#### DOCUMENT PASSAGE:
· · ·

My Olympic Dream

A Geezer’s Notebook, By Jim Foster

This morning I went for my morning walk on the wooded trail that runs behind the Old Huronia Regional Centre. You don’t get a body like this by sitting on your bum drinking Caesars all day, although I have done that too and may again if Mary will line up for me at the Liquor Store. I started at James Street planning to be in Newmarket by lunch time.

When I got to Woodland Avenue, a sign said I had already walked 3 kilometres. Not wanting to peak too soon on my road to physical and athletic perfection, I turned around and headed back. When I got to James Street again I realized I had walked 6 kilometres (6,000 metres) in exactly 60 minutes. Using an advanced form of mathematics which uses cosines, enzymes, Boolean Algebra, the Pythagorean Theorem and most of my fingers, I calculated I had been moving at a pace of close to 100 metres every 10 seconds. (I could show you the figures but you would never understand them and neither do I.) However if one allows for the wind from the upcoming American presidential campaign, trail conditions, and the fact it was windy and I was carrying an umbrella, I walked at close to 100 metres in 10.08 seconds and that, my friends, is fast.

· · ·

#### INSTRUCTIONS FOR THE TASK:
Check three statements against the walking column: (a) the walk began at James Street; (b) the sign at Woodland Avenue showed 6 kilometres walked; (c) the writer reached Newmarket by lunch time. Answer yes or no for each, quoting the words of the column that decide it.

· · ·

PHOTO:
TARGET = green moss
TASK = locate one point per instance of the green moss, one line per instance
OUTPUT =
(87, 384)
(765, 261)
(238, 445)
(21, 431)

· · ·

#### REPLY TO THE TASK:
(a) Yes: "I started at James Street planning to be in Newmarket by lunch time."
(b) No: "a sign said I had already walked 3 kilometres."
(c) No: "I turned around and headed back."